# What is asked
1 - Decide whether each statement agrees with the bowling hall of fame text below. Answer yes or no, and quote the words that settle it. (a) The museum moved from St. Louis to Arlington and reopened in early 2010. (b) A player must be a professional to be considered. (c) A silver medal earns three points.
2 - Pick up the bowling hall of fame text below where it stops and carry it on.

# Document excerpt
-- BEGIN --

The World Bowling Writers (WBW) International Bowling Hall of Fame was established in 1993 and is located in the International Bowling Museum and Hall of Fame, on the International Bowling Campus in Arlington, Texas.

==History==
The International Bowling Museum and Hall of Fame was located at 11 Stadium Plaza, St. Louis, Missouri, USA, and shared the same building with the St. Louis Cardinals Hall of Fame Museum, until November 8, 2008. It moved to Arlington and reopened in early 2010. In 2012, the WBW was merged with the International Bowling Media Association. After the merger, the WBW Hall of Fame inductees became part of the IBMA Luby Hall of Fame.

==Criteria for election==
WBW Hall of Famers are chosen strictly in the basis of athletic performance, to even qualify for consideration, a player must be an amateur and accumulate a minimum of 15 points in any combination of four specifically designated international competitions;
- the International Bowling Federation (IBF) World Championships
- the Bowling World Cup
- the IBF adult Zone Masters Championships
- and the Olympic Games

with gold medals occurring in an event other than five-person team. Five points are credited for a gold medal, three points for silver, and one for bronze.

Each summer, the WBW Administrator scans a database to determine eligible candidates and sends ballots with those players’ names and resumes to current officers of the World Bowling Writers, which formed the Hall's Board.

-- END --

# Supplied information
-- BEGIN --

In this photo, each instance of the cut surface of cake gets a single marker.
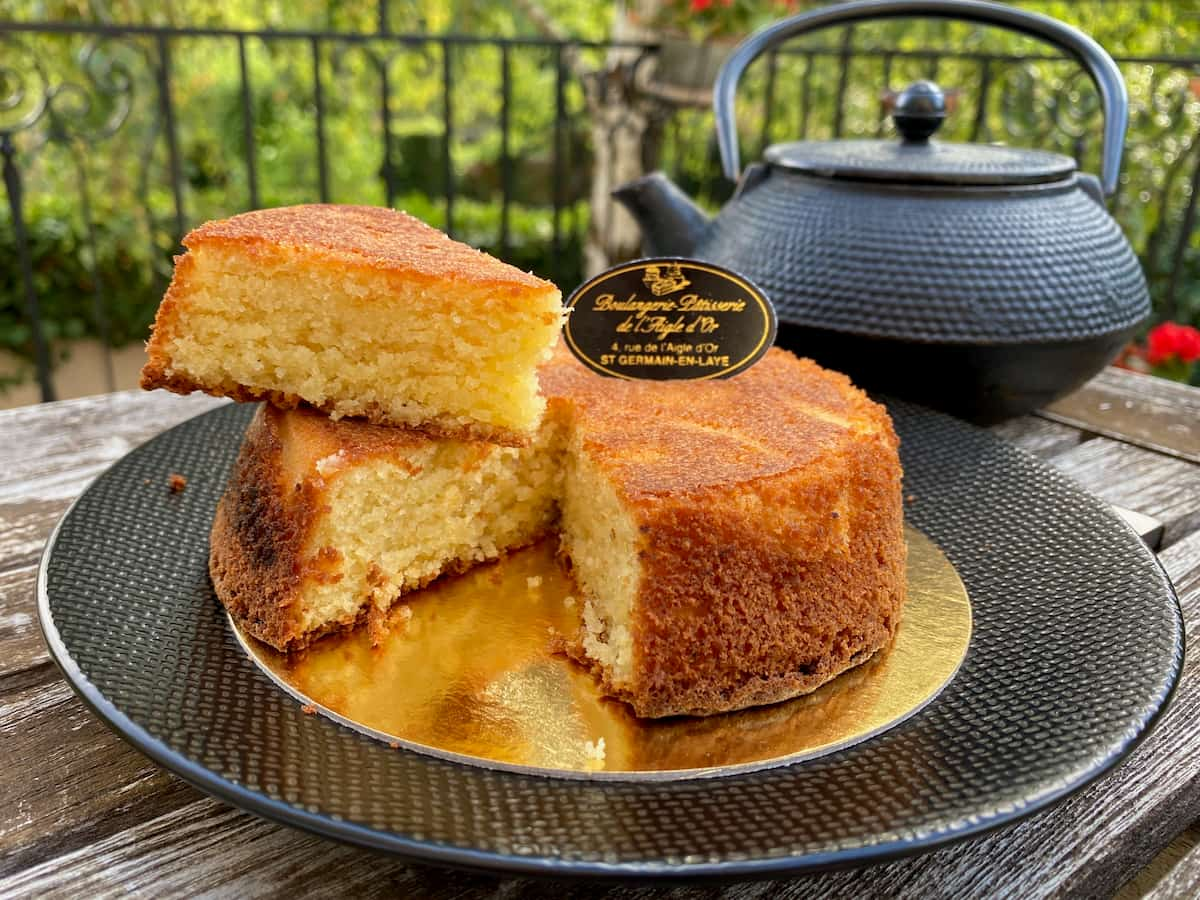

-- END --

# Task results
1 -
(a) Yes: "It moved to Arlington and reopened in early 2010."
(b) No: "a player must be an amateur"
(c) Yes: "three points for silver"

2 -
==Election process==
There are two election categories: Men and Women. Voters may cast one vote in each category for every three names listed, as well as one vote for any remaining group of fewer than three names in that category. The man and woman who receive the highest number of votes are elected.

In the event of a tie, multiple candidates of the same category may be elected, provided each tied candidate receives at least two-thirds of the total votes cast in that category for that year. If this threshold is not met, no candidate is elected in that category for that year.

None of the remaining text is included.